DATA FOR THIS TASK>

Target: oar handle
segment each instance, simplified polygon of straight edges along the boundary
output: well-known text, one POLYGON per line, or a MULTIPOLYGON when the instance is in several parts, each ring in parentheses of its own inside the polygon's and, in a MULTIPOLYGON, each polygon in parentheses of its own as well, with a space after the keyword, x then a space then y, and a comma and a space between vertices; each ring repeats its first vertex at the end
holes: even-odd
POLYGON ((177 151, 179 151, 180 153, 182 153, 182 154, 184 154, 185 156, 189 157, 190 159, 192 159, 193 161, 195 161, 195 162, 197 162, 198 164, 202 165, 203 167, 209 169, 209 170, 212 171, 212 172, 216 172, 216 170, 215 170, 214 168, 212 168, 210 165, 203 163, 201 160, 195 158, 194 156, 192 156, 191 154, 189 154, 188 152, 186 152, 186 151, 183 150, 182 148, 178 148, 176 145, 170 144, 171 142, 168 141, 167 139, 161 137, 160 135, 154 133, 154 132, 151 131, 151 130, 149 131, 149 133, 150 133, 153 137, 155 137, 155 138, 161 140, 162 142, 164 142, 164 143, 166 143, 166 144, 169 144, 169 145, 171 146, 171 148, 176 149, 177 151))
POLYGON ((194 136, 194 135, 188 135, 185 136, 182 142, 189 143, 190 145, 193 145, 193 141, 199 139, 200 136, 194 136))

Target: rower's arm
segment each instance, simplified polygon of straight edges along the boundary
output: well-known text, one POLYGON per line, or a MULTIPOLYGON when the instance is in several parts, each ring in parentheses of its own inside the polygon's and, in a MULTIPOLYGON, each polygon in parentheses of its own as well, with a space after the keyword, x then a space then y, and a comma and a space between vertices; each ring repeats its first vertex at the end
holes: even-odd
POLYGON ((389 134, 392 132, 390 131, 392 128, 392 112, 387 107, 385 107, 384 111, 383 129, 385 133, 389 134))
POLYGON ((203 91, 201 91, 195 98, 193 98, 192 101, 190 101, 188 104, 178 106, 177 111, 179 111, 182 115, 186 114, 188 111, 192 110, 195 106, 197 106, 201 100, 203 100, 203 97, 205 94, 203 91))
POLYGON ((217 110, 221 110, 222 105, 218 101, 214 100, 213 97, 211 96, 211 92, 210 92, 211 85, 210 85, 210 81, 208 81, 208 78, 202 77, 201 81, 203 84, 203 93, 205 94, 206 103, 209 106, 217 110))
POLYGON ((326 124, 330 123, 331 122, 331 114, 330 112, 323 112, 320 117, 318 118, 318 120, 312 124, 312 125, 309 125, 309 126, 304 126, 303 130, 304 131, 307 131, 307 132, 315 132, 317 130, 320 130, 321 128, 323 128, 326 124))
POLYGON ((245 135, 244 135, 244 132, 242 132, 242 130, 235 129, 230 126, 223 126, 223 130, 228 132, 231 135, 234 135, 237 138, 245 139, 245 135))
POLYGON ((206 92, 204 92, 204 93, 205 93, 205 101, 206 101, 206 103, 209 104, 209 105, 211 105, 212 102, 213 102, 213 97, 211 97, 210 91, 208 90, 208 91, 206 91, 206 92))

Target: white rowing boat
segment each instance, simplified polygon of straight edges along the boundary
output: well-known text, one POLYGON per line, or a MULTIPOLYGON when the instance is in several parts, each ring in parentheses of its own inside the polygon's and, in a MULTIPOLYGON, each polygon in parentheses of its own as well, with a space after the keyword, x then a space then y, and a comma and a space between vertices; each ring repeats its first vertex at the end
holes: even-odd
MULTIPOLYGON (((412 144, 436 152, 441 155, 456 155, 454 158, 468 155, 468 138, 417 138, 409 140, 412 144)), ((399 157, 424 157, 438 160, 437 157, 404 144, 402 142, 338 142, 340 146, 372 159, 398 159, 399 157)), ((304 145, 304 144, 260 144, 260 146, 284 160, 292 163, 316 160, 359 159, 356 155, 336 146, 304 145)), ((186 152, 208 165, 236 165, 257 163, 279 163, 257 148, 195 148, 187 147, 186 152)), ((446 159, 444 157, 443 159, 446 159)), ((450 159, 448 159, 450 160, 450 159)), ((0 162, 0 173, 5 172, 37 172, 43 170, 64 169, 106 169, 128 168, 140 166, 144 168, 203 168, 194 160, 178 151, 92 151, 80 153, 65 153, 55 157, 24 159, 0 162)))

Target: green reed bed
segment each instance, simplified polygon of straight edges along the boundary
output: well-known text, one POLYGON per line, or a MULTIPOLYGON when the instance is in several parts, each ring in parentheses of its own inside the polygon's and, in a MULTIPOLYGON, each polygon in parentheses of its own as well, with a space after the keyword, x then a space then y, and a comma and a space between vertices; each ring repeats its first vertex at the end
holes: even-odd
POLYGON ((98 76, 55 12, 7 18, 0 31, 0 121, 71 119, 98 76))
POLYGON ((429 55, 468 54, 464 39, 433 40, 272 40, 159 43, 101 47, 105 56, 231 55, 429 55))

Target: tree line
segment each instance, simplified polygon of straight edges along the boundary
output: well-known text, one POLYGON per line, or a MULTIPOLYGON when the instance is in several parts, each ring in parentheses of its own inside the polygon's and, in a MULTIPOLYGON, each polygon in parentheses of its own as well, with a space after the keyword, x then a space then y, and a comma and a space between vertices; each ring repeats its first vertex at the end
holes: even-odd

PROBLEM REQUIREMENTS>
Give back exactly the lines of the listing, starting with the first and ending with the one bearing "Target: rower's arm". Add no other lines.

RESPONSE TO THIS TASK>
Target: oar handle
segment each instance, simplified polygon of straight edges along the boundary
output: well-known text, one POLYGON per line, or a MULTIPOLYGON when the instance is in several parts, each ring in parentheses of its own inside the polygon's and, in a MULTIPOLYGON, each polygon in parentheses of its own as well, with a space after the keyword, x then a space then y, and a comma and a space between vertices; each ring repeats its first vertex at the end
holes: even-odd
POLYGON ((177 151, 179 151, 180 153, 182 153, 182 154, 184 154, 185 156, 189 157, 190 159, 192 159, 193 161, 195 161, 195 162, 197 162, 198 164, 202 165, 203 167, 209 169, 209 170, 212 171, 212 172, 216 172, 216 170, 215 170, 214 168, 212 168, 210 165, 203 163, 201 160, 195 158, 194 156, 192 156, 191 154, 189 154, 188 152, 186 152, 186 151, 183 150, 182 148, 178 148, 176 145, 170 144, 171 142, 168 141, 167 139, 161 137, 160 135, 154 133, 154 132, 151 131, 151 130, 149 131, 149 133, 150 133, 153 137, 155 137, 155 138, 161 140, 162 142, 164 142, 164 143, 166 143, 166 144, 169 144, 169 145, 171 146, 171 148, 176 149, 177 151))
POLYGON ((194 136, 194 135, 188 135, 185 136, 182 142, 189 143, 190 145, 193 145, 193 141, 199 139, 200 136, 194 136))

Target: rower's arm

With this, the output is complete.